◆ GOAL OF THE EXERCISE
Leave out the pictures, and quote exactly the lines running from the one with "the hoodie hood" through the last line of the entries below.

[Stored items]
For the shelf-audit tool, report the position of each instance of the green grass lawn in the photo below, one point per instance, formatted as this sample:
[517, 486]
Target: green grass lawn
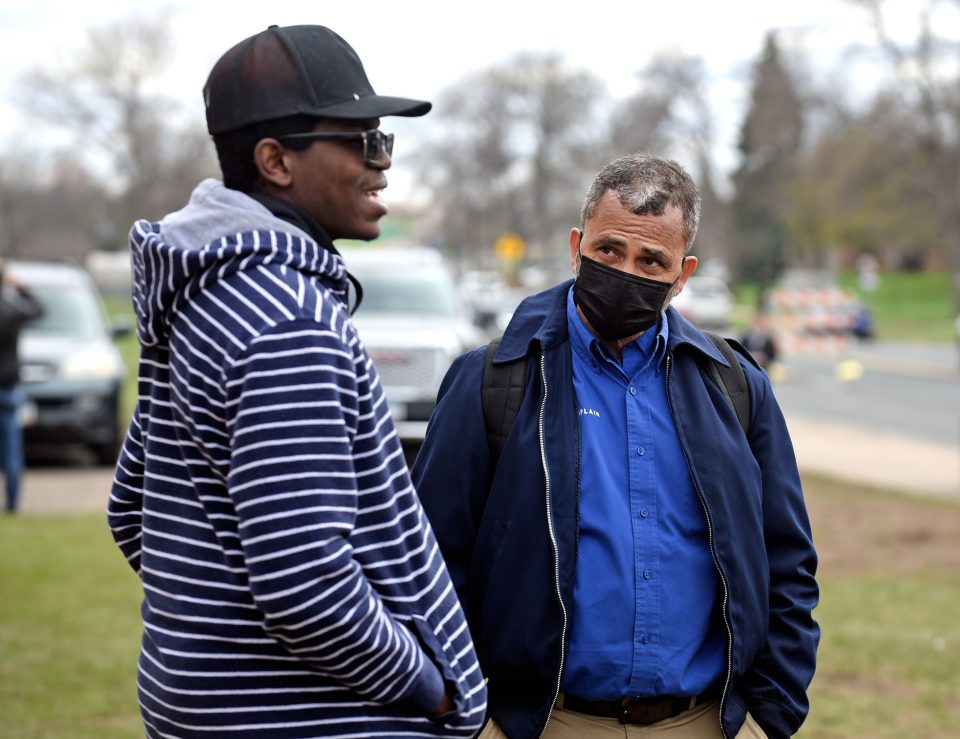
[69, 630]
[890, 654]
[910, 305]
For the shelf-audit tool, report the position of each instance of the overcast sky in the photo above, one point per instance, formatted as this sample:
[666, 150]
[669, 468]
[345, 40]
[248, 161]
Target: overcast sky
[416, 48]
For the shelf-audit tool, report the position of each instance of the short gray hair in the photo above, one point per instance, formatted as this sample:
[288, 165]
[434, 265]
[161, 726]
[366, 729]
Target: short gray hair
[647, 184]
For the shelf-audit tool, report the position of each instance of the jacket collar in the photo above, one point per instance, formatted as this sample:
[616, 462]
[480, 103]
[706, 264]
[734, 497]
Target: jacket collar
[541, 319]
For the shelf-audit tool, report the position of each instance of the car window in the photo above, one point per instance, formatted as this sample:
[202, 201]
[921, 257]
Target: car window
[423, 292]
[68, 311]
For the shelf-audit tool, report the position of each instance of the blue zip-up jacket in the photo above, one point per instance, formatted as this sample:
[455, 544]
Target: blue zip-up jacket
[292, 585]
[509, 534]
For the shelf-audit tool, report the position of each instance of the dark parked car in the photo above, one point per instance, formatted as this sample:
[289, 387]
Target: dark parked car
[70, 369]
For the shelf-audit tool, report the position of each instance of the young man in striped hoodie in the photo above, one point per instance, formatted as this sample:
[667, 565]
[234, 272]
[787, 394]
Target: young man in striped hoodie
[292, 585]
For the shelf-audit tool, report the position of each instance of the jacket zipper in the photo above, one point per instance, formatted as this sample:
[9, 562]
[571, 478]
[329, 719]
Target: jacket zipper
[553, 540]
[713, 553]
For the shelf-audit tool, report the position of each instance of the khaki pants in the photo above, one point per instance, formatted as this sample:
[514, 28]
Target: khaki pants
[703, 722]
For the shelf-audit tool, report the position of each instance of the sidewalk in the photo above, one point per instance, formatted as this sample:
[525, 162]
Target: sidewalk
[874, 458]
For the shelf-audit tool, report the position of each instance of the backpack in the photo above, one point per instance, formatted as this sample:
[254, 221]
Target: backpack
[504, 384]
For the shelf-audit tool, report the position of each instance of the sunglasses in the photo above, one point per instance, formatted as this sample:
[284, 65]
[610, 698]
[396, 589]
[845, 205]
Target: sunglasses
[377, 145]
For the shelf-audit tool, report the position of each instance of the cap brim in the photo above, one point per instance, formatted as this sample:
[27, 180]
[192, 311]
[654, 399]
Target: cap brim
[375, 106]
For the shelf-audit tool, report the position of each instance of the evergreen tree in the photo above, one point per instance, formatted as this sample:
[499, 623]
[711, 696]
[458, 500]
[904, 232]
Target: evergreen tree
[770, 140]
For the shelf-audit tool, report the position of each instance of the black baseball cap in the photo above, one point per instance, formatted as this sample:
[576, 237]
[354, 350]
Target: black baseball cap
[294, 70]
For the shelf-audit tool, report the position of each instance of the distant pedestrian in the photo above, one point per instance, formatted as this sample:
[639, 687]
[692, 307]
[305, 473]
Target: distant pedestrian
[760, 341]
[18, 307]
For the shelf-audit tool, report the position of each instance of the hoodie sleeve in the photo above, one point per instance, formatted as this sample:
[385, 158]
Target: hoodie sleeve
[125, 507]
[292, 415]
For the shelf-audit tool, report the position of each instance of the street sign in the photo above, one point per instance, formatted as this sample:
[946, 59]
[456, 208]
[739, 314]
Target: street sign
[510, 247]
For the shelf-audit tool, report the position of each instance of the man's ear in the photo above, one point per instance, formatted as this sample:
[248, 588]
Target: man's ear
[576, 236]
[272, 163]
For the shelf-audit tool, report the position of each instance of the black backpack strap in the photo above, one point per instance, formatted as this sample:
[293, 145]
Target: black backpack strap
[731, 380]
[503, 386]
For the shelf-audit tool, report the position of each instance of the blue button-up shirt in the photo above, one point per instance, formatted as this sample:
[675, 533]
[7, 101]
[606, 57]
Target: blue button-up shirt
[646, 613]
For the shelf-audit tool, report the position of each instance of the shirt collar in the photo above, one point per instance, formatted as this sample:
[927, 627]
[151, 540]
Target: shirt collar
[592, 350]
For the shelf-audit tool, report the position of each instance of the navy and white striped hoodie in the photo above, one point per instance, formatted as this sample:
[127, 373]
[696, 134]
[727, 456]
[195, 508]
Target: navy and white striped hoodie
[292, 584]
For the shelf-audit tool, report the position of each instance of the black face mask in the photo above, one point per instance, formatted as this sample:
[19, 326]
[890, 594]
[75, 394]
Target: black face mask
[618, 304]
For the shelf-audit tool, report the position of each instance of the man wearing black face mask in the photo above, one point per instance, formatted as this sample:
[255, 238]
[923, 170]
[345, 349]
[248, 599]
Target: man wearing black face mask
[633, 561]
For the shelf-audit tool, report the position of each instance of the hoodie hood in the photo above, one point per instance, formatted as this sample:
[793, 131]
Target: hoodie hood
[218, 233]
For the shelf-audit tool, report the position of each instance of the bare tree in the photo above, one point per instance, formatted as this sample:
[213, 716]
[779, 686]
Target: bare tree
[507, 152]
[669, 115]
[926, 73]
[104, 96]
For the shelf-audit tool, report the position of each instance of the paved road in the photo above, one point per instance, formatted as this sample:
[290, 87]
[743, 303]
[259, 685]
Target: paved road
[887, 414]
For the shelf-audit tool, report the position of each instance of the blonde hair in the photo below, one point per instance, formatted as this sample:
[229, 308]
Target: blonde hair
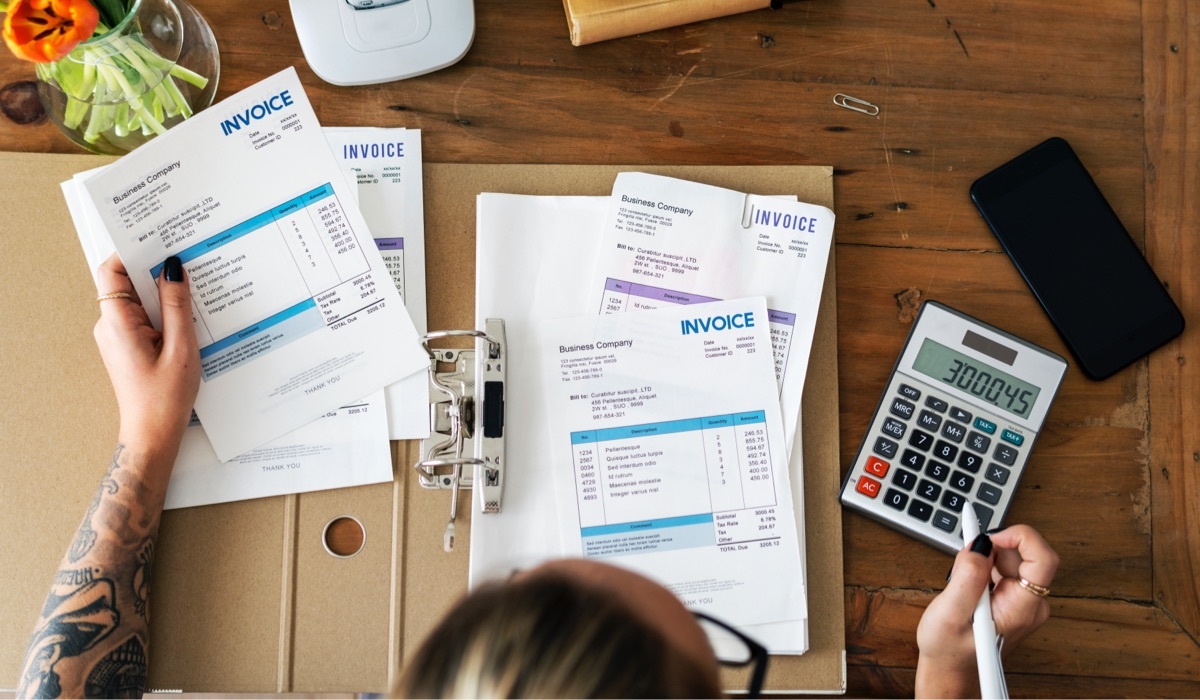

◆ EXPECTED OUTPUT
For the shelf-audit tool, report the position of each instance of the hoodie hood in the photo above, one point per instance, formatted as this sample:
[793, 131]
Target: hoodie hood
[218, 233]
For the shelf-audit tool, report the position of each instance of the bare tree in the photo above, one point per instance, formatted as this sample:
[213, 716]
[779, 686]
Target: bare tree
[507, 152]
[669, 115]
[926, 73]
[104, 96]
For the shelf-audit tool, report the position of each instance of the paved road in the photo above, one point per instance, formatted as this sample:
[290, 87]
[743, 303]
[259, 685]
Target: paved road
[887, 414]
For the shelf-audit tool, report the position of each instance of the blonde hair in the photo below, one point per instance, formatted as this sample:
[229, 308]
Target: blonde hair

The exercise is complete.